*Task details:* Retype every entry below exactly as it stands.

[Referring expression data]

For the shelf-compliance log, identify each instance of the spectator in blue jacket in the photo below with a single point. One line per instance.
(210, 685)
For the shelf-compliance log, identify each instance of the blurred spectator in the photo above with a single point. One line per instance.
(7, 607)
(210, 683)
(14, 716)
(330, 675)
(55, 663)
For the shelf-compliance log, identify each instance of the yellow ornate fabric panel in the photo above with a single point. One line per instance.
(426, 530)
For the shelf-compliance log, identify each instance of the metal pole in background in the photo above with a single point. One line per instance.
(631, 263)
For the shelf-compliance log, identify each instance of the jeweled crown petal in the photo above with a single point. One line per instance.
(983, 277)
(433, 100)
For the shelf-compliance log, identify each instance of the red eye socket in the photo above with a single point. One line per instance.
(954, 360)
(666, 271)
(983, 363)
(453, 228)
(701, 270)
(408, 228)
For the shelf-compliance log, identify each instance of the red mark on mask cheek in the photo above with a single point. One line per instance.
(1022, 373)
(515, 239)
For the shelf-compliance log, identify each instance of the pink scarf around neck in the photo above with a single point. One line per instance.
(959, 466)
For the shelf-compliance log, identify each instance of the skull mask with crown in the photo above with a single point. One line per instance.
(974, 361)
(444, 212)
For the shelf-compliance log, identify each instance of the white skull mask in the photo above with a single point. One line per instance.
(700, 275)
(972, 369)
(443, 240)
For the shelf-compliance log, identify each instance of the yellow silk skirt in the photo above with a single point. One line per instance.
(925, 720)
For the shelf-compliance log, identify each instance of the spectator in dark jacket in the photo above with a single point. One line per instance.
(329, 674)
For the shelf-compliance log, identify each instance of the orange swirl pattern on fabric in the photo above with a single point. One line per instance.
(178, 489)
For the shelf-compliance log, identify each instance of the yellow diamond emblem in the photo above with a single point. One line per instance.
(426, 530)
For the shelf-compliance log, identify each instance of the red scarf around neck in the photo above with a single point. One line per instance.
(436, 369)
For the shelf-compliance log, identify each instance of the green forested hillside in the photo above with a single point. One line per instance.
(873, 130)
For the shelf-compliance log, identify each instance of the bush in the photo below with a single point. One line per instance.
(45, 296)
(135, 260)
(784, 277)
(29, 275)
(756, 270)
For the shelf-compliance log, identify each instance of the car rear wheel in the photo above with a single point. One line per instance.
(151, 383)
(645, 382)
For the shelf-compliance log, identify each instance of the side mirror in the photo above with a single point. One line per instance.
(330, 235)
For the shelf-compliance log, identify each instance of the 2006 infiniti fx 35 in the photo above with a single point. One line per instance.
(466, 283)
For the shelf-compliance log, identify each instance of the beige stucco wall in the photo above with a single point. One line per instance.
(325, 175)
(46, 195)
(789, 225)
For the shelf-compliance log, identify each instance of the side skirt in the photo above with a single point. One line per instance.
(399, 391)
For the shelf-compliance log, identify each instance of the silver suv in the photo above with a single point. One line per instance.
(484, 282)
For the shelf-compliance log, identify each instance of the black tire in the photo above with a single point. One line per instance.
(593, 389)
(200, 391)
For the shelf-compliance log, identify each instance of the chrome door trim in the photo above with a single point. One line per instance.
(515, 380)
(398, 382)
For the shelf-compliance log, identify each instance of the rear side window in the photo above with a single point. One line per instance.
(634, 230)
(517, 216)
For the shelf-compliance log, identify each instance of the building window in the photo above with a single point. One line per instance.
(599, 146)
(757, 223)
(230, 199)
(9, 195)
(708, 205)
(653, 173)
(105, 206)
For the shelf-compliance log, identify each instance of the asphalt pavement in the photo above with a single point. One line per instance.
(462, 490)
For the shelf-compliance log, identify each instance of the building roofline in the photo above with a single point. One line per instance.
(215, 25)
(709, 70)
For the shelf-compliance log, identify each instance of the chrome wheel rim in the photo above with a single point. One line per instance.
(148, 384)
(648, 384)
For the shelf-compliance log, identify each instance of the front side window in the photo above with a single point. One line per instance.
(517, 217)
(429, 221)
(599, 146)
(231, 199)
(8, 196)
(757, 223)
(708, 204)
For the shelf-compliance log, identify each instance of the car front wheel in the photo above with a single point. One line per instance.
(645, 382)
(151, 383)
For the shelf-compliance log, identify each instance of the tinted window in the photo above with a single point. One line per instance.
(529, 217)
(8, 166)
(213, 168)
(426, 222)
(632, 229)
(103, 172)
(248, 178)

*Answer to this problem:*
For the shelf-compliance log, identify each instance of the spectator in blue jacket in the photo below with a single point. One line per instance.
(210, 685)
For the shelf-compliance log, identify each instance of the blurred spectator in the photo above with a single point. One line per instance.
(7, 607)
(210, 683)
(14, 716)
(330, 675)
(55, 663)
For the shelf-compliance log, identify each instance of the yellow ornate fabric panel in the photo above with a single point. One line per instance.
(426, 530)
For the shelf-compliance log, identify each instance of the metal pole in background in the photo above with a single point. One line per instance.
(631, 263)
For the shelf-compliance log, identify each instance of the jeweled crown petal in the photo above with a single point. One line per instance.
(983, 277)
(433, 100)
For the shelf-compliance log, identify each instance of the red eye socket in the photo above with a single point. One line per instance.
(954, 360)
(666, 271)
(983, 363)
(453, 228)
(701, 270)
(408, 228)
For the shelf-compliance log, identify each instance of the red mark on mask cheek in the photo above with a single point. One line per instance.
(1022, 373)
(515, 239)
For the shelf-compliance log, identify each instance of the pink scarf around neck in the photo above with a single point. One line per instance.
(959, 466)
For the shelf-compliance log, identify each instance of the skull mask with crown in the photo above with a single point. One line per instance.
(974, 361)
(444, 212)
For the shelf-compliance log, identify each instance of the white skull mask in the photo above with a single point. One line per instance.
(700, 275)
(972, 369)
(443, 240)
For the shelf-compliance log, identify each instance of the yellow silk skirt in the photo above with a single point. One line per instance.
(925, 720)
For the shelf-compliance log, identify each instance of the spectator in dark jacket in the photo above with a single point. One line per instance.
(329, 674)
For the shelf-compliance log, identify each instance of the orange swirl pattern on fabric in the photo above with a single point. One line per instance.
(178, 489)
For the shelf-compliance log, identify each instance of the yellow diamond emblem in the photo above with a single point. One line per instance.
(426, 530)
For the shelf-compliance log, identify each instance of the red scarf around neck in the photo above with a single point. One line per instance.
(436, 369)
For the shelf-compliance log, identify each instance of the green forested hillside in the photo above with a single point. One line per instance.
(873, 130)
For the shelf-compliance log, identify each instance of the bush in the photo below with a single point. One line per instance.
(45, 296)
(135, 260)
(784, 277)
(29, 275)
(756, 270)
For the shelf-compliance log, identify each instance of the car rear wheel in the photo above with a single point. One line per instance.
(151, 383)
(645, 382)
For the shelf-compliance log, identify each instance of the side mirror in the photo above with a single point. One line per instance.
(330, 235)
For the shelf-compliance log, identify each instance of the 2006 infiniti fx 35 in the photo above with a single point. One line per instance.
(466, 283)
For the shelf-compliance log, identify each instance of the beige stucco wall in the photo above with a single point. One line per instance.
(325, 175)
(46, 195)
(789, 225)
For the shelf-compliance log, identify each instance of the side skirt in the photo above with a single point. One line per instance.
(399, 391)
For the shelf-compliance log, identify each instance of the silver suv in the photo above with a single point. One line per instance.
(484, 282)
For the shelf-compliance log, identify each instance of the black tire in the photo above with a single point. One line per instance.
(593, 389)
(200, 391)
For the shelf-compliance log, identify each instance of the chrome door trim in the photo above with a single point. One line per instance.
(515, 380)
(398, 382)
For the shelf-compliance log, identify each instance of the rear side window in the photo above with a single point. One line per instance.
(634, 230)
(517, 216)
For the shelf-compliance log, identify each instance of the building window in the photo above with a single point. One line per instance.
(599, 146)
(757, 223)
(230, 199)
(9, 195)
(708, 205)
(653, 173)
(105, 206)
For the shelf-compliance log, identify each instance of the asphalt pavement in the photo above with a single point. One line per instance.
(462, 490)
For the shelf-compliance log, identify each instance of the building roofline in the photo above with a single point. One line per instance.
(215, 25)
(709, 70)
For the shelf-compliance log, identify each instance of the chrome wheel rim in the photo above with a single point. One line per instance.
(148, 384)
(648, 384)
For the shelf-compliance log, identify each instance of the front side window in the photo above with a single point. One line per instance.
(517, 217)
(429, 221)
(599, 146)
(231, 199)
(8, 196)
(757, 223)
(708, 204)
For the shelf-compliance log, identify each instance of the car front wheel in the photo above with a single point. One line per instance.
(645, 382)
(151, 383)
For the shelf-compliance log, identify each instance of the tinted window in the photo above with a single point. One line per instance.
(529, 217)
(8, 166)
(213, 168)
(426, 222)
(632, 229)
(103, 172)
(248, 178)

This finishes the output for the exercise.